> _Page extract_
= Beginning of Section =
So, after the initial shock of reentry, I pretty quickly found an apartment and a job. I studied for and took the MCAT. I connected with some old friends, but not others. I met people. I clashed with people I love, I relied heavily on friends, and I stood up for myself more than I had before. I went out dancing a lot, and took a good deal of alone time, too. It was hectic, scary and emotions ran high.
But, deeper than the symptoms and manifestations of my changes, were the changes themselves. They're what's endured after the tumult has calmed, and what should be the focus of coming back home. What can I bring here? What conversations can I have with people that will give us both new perspectives? It's important to identify, nurture and tell people about the ways you find yourself changing during any time of transition or adjustment. For me, it looks like increased confidence and honesty, as well as a critical (some may say cynical) eye. But it also looks like patience and passion and an open mind.
The take-away message from my readjustment is, beautifully, the ultimate lesson I needed to learn from my Peace Corps experience. I needed to learn to let go of fear. I think this is important for any time of concentrated growth and change, so here's my advice for anyone in the throes of deep transformation: Don't be afraid to be confused about what you should be doing, sad about missing people and places, and discontented with the way things are. Don't be afraid to tell people what you need. Don't be afraid to tell them to ask you for what they need. Don't be afraid to be happy with a crazy decision. Actually, just don't be afraid to be happy, period. Don't be afraid to say yes, and don't be afraid to say no. There was a lot of fear before and during my reentry, but sometimes it disguised itself as excitement and I didn't address it. Don't let fear do that. Take stock of the steps you're taking, and even if you lose track of them for a bit, don't be afraid to reroute yourself. As your new environment and your new self get to know each other, be patient. Don't be afraid. If you let go of fear, you may seem strange, opinionated or even a little selfish. But you're not, you're just fearless.
= End of Section =
> _Available data_
= Beginning of Section =
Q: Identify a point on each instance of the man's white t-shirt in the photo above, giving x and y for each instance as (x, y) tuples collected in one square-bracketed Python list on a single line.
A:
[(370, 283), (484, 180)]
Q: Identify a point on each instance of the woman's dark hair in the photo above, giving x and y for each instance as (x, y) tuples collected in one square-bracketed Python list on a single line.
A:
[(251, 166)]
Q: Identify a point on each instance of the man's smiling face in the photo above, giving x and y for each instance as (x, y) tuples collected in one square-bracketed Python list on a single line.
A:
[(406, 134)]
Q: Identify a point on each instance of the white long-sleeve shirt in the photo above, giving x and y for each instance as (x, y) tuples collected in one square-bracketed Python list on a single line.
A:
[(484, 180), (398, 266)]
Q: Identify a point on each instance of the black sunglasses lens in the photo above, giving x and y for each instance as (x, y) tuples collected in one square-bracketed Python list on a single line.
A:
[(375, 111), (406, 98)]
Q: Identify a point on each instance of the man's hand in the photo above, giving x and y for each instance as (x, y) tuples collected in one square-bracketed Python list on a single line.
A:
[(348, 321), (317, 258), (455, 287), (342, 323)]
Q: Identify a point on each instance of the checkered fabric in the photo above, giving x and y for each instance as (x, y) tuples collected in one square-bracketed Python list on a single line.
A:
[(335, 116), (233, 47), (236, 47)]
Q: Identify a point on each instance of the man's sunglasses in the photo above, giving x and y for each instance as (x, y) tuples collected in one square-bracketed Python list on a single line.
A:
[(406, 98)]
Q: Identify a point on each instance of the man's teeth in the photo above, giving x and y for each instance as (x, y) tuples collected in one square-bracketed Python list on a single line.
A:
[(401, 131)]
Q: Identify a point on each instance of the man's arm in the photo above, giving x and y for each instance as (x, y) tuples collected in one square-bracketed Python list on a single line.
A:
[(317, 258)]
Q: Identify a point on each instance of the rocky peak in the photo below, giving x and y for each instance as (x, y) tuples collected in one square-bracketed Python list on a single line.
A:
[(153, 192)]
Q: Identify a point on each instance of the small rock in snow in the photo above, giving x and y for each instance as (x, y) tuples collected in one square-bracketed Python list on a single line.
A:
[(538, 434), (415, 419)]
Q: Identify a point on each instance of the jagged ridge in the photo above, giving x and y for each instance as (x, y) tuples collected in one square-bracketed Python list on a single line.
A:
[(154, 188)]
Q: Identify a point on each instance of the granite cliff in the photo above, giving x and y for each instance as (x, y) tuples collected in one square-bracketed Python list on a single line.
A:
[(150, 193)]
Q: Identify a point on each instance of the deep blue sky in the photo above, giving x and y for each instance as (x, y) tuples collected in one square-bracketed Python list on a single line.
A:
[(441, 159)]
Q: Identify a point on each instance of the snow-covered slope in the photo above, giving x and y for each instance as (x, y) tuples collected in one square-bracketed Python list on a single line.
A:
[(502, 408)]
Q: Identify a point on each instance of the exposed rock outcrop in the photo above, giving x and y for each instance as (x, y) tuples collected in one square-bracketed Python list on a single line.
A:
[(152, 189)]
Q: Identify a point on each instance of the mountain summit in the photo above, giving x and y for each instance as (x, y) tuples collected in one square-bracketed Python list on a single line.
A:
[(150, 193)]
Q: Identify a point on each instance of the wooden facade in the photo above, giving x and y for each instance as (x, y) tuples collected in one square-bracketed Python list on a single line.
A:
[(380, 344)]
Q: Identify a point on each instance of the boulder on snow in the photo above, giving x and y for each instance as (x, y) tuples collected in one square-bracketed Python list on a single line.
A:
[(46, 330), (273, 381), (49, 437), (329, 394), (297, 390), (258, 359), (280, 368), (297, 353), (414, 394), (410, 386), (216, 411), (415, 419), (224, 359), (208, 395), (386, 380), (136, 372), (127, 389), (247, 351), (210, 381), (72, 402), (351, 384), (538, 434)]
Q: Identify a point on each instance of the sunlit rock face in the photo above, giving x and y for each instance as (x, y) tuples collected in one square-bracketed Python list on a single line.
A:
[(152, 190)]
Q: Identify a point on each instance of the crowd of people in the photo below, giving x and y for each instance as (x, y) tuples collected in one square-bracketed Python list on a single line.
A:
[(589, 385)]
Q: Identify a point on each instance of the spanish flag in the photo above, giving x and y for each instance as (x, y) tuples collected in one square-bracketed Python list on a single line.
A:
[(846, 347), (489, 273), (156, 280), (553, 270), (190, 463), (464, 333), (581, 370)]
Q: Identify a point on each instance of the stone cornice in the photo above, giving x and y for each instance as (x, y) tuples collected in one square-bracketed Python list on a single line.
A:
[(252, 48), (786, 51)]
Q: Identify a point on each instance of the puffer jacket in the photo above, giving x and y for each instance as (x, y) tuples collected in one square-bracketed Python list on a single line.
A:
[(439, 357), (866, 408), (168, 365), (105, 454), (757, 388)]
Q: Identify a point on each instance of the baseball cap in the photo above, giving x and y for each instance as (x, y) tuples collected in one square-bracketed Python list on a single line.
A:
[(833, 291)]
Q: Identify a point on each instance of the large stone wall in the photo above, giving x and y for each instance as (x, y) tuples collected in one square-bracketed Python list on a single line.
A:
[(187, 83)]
= End of Section =
Pick up the essay on coming home from the Peace Corps after its final sentence and write the next passage in the same voice.

Over the past couple months, life has evened out a bit. I've seen some of my fellow PCVs, and I've kept in touch with my friends in Kenya. Life is different than it was when I was living thousands of miles away, but it's just that: different. No better, no worse. I miss my students every day, and I'd do terrible things for a fresh mango. But here in Alaska I get to hold my baby nephew and go fishing in the endless sun. The only barrier to contentment was fear, so I've made the decision to leave it behind. And if that's in the past, I cant wait to see what's in the future.